(Records of labeled points)
►
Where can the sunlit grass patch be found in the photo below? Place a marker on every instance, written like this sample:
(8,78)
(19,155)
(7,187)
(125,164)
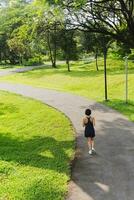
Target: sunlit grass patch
(36,146)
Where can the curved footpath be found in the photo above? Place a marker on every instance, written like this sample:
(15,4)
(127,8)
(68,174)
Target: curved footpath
(109,175)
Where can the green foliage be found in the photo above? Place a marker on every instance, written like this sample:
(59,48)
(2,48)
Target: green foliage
(84,80)
(33,61)
(34,152)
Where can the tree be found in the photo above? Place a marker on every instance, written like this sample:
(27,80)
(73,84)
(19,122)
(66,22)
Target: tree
(68,45)
(109,17)
(48,23)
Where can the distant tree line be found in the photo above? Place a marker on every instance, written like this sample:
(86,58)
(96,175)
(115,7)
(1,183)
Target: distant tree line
(32,31)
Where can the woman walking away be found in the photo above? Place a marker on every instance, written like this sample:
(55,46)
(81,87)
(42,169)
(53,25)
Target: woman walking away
(89,123)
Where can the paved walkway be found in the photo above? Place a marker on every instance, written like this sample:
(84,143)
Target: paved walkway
(5,72)
(110,174)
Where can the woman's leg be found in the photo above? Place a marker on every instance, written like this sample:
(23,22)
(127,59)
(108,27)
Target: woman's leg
(93,144)
(89,142)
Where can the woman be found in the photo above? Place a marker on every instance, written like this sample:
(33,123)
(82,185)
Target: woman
(89,123)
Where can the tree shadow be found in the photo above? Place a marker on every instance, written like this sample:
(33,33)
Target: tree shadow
(7,108)
(30,152)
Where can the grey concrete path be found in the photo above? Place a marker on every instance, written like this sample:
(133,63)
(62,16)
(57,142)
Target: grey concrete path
(110,174)
(5,72)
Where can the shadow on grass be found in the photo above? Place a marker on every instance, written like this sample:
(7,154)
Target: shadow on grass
(32,152)
(7,108)
(80,70)
(38,191)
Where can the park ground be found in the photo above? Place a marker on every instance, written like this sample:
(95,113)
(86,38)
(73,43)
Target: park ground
(24,131)
(85,81)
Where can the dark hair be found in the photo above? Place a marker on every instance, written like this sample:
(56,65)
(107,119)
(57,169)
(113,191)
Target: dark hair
(88,112)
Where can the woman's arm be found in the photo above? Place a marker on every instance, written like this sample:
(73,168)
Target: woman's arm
(83,122)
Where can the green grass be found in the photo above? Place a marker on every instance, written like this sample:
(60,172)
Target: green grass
(36,146)
(84,80)
(9,66)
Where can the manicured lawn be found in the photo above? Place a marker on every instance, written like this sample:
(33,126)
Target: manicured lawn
(36,146)
(84,80)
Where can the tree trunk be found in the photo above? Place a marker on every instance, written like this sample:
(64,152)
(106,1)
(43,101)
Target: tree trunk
(105,71)
(50,50)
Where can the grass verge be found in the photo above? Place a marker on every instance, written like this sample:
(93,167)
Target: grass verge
(84,80)
(36,146)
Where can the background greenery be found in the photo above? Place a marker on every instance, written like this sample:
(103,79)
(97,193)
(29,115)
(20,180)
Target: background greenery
(84,80)
(36,146)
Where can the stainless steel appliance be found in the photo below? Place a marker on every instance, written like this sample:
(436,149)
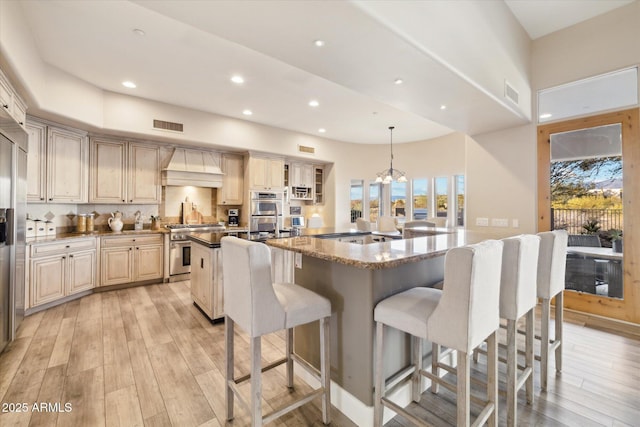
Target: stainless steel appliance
(180,247)
(13,143)
(266,213)
(233,217)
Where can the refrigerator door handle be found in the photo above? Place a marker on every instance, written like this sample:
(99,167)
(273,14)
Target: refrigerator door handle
(10,226)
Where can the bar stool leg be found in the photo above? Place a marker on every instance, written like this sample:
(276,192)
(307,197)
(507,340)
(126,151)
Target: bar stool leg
(529,352)
(544,343)
(463,389)
(256,382)
(435,370)
(492,377)
(416,361)
(228,393)
(512,374)
(558,323)
(325,371)
(379,385)
(289,350)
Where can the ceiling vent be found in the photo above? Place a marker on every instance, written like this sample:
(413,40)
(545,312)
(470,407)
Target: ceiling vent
(162,125)
(305,149)
(510,93)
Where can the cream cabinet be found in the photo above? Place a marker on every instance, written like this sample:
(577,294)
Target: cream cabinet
(301,175)
(57,164)
(124,172)
(131,258)
(11,102)
(232,190)
(266,173)
(206,280)
(60,269)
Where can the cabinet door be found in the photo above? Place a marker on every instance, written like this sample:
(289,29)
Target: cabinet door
(108,166)
(47,279)
(144,174)
(202,278)
(116,266)
(258,173)
(82,271)
(276,174)
(36,162)
(67,158)
(232,181)
(148,263)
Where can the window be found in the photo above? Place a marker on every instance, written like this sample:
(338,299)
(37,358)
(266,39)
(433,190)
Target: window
(442,196)
(420,197)
(357,199)
(459,180)
(375,202)
(399,199)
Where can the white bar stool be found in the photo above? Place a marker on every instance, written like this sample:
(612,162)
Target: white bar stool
(260,307)
(551,274)
(461,316)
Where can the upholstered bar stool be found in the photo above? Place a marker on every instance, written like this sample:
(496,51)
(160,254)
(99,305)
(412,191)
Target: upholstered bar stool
(551,275)
(459,317)
(260,307)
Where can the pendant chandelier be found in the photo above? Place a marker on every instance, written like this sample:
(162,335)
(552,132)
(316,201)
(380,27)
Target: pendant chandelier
(391,174)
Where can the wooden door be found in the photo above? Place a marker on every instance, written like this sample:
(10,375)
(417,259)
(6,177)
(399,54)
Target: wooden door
(627,308)
(108,166)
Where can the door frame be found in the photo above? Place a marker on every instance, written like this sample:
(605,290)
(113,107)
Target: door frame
(627,309)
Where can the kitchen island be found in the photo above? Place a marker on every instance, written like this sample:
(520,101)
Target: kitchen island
(355,277)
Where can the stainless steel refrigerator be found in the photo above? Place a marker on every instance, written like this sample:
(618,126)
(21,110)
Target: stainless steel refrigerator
(13,161)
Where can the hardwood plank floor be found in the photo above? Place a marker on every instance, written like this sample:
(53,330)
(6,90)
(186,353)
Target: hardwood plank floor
(147,356)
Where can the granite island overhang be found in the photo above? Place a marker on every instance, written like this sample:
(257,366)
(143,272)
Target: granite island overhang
(355,277)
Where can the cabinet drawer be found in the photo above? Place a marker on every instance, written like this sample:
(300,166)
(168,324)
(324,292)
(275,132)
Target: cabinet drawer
(143,239)
(41,249)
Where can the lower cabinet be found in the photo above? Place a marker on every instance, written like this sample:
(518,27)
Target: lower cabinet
(60,269)
(128,259)
(206,280)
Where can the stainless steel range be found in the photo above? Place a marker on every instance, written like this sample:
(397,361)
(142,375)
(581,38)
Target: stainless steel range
(180,247)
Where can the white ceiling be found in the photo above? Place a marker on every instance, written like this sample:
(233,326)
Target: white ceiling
(191,49)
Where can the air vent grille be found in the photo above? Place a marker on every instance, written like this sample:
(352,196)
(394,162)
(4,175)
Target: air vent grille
(510,93)
(305,149)
(161,124)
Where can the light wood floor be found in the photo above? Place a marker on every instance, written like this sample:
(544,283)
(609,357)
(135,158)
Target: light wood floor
(147,356)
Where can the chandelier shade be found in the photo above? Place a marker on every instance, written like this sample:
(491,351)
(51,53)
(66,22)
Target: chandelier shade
(388,175)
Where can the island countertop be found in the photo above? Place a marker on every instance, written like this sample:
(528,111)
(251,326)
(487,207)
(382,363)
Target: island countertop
(380,255)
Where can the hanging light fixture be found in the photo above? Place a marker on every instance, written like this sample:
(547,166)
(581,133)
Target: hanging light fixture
(391,174)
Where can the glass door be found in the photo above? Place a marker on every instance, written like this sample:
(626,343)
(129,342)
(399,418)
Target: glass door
(589,184)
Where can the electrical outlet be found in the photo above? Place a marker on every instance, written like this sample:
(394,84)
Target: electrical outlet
(499,222)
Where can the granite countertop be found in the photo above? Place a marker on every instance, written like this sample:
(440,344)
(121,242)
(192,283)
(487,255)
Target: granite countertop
(381,255)
(99,233)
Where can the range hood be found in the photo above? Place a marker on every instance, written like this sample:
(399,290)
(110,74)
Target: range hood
(193,167)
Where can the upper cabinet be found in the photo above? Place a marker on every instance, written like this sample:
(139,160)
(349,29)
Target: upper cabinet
(57,164)
(266,173)
(11,102)
(124,172)
(232,190)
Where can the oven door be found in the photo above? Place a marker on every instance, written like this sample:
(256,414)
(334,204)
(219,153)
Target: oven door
(180,258)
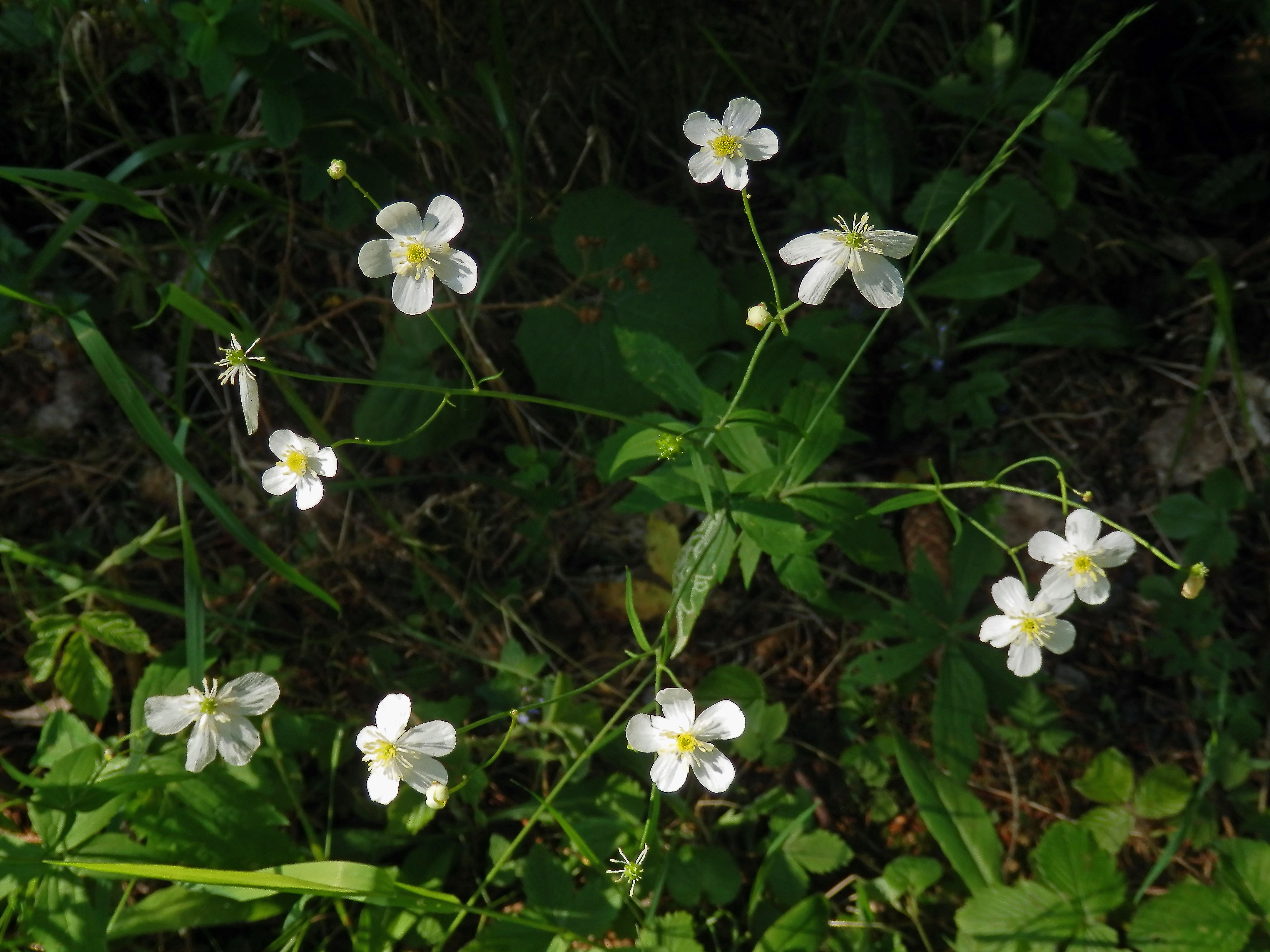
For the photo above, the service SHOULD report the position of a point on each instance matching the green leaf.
(1245, 869)
(981, 275)
(117, 630)
(1005, 919)
(84, 186)
(661, 368)
(886, 664)
(912, 875)
(84, 678)
(818, 851)
(1066, 326)
(1162, 792)
(1192, 918)
(802, 928)
(139, 413)
(1071, 862)
(1108, 779)
(65, 918)
(961, 713)
(955, 818)
(1110, 827)
(50, 634)
(572, 352)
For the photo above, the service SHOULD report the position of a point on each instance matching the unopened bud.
(1196, 581)
(759, 316)
(669, 446)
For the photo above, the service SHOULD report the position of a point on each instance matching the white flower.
(237, 367)
(859, 248)
(219, 716)
(398, 755)
(726, 146)
(1028, 626)
(417, 252)
(683, 740)
(437, 795)
(629, 870)
(300, 464)
(1080, 559)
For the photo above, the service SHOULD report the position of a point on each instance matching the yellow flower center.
(1084, 565)
(726, 146)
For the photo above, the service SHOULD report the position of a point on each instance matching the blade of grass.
(116, 378)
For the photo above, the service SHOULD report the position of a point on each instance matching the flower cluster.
(1080, 563)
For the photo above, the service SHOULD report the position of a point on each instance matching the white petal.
(283, 442)
(820, 279)
(203, 744)
(1094, 592)
(237, 740)
(422, 772)
(279, 480)
(741, 116)
(679, 708)
(249, 395)
(1064, 638)
(704, 167)
(760, 145)
(1084, 529)
(412, 296)
(309, 492)
(457, 271)
(375, 259)
(1118, 548)
(444, 221)
(807, 248)
(1058, 583)
(1050, 548)
(371, 737)
(324, 462)
(251, 695)
(700, 129)
(721, 721)
(383, 787)
(893, 244)
(435, 738)
(714, 771)
(736, 173)
(400, 220)
(670, 772)
(393, 715)
(879, 281)
(642, 735)
(999, 631)
(171, 714)
(1024, 659)
(1011, 597)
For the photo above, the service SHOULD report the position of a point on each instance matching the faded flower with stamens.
(219, 715)
(1081, 559)
(238, 368)
(683, 740)
(1028, 626)
(731, 145)
(300, 465)
(420, 251)
(395, 755)
(629, 870)
(859, 248)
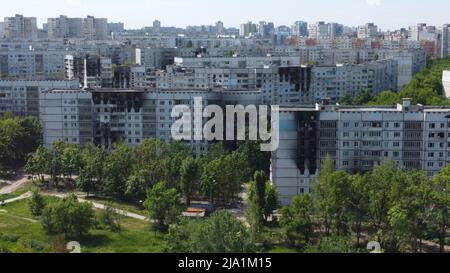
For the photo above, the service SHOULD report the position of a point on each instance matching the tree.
(297, 220)
(71, 160)
(260, 189)
(257, 196)
(92, 169)
(11, 132)
(163, 205)
(385, 185)
(321, 194)
(179, 239)
(138, 183)
(39, 163)
(33, 134)
(36, 203)
(222, 233)
(111, 218)
(271, 202)
(117, 169)
(332, 244)
(358, 205)
(69, 217)
(440, 214)
(55, 165)
(189, 175)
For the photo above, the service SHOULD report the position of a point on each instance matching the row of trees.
(19, 136)
(398, 208)
(70, 218)
(127, 173)
(425, 88)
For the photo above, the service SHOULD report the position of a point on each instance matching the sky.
(387, 14)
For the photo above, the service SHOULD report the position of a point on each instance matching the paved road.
(15, 199)
(94, 204)
(14, 185)
(102, 207)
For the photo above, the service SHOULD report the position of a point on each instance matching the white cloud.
(73, 3)
(374, 2)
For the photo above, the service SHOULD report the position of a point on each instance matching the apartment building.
(106, 116)
(368, 31)
(89, 28)
(445, 47)
(92, 71)
(446, 82)
(322, 30)
(282, 84)
(358, 139)
(21, 97)
(20, 28)
(32, 63)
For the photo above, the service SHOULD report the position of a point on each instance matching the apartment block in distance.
(358, 139)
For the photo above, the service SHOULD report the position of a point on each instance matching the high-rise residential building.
(95, 28)
(91, 71)
(58, 27)
(300, 29)
(446, 82)
(89, 28)
(445, 38)
(322, 30)
(107, 116)
(75, 27)
(368, 31)
(357, 139)
(2, 30)
(115, 27)
(20, 27)
(156, 26)
(21, 97)
(220, 27)
(265, 29)
(248, 29)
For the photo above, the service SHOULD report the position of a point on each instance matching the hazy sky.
(388, 14)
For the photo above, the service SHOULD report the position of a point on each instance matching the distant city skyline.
(135, 14)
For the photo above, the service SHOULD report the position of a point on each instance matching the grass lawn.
(127, 206)
(282, 249)
(18, 227)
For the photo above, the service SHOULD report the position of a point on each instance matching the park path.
(15, 199)
(102, 206)
(14, 185)
(94, 204)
◄
STATED EXERCISE: Copy out word for word the lines from the one containing "the grass lawn." through the final line of the records.

ANSWER TO THE PROBLEM:
For the photo above, the service SHOULD report the position of a point on each instance matching the grass lawn.
(127, 206)
(282, 249)
(18, 227)
For the photo above, the service SHOULD report the position of a point on each instance matching the park path.
(15, 199)
(102, 206)
(14, 185)
(94, 204)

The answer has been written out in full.